AIM OF THE EXERCISE: For every record below, write out an exact copy.

PROVIDED ENTRIES:
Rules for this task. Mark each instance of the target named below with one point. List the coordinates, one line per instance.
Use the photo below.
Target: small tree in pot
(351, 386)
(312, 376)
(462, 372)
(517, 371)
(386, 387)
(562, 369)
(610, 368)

FINAL ANSWER:
Rules for this task. Mark each instance of the target named below with one point. List the coordinates, one line per instance.
Use the photo below.
Target: small tree in pot
(351, 386)
(312, 376)
(462, 372)
(517, 371)
(386, 387)
(562, 369)
(610, 368)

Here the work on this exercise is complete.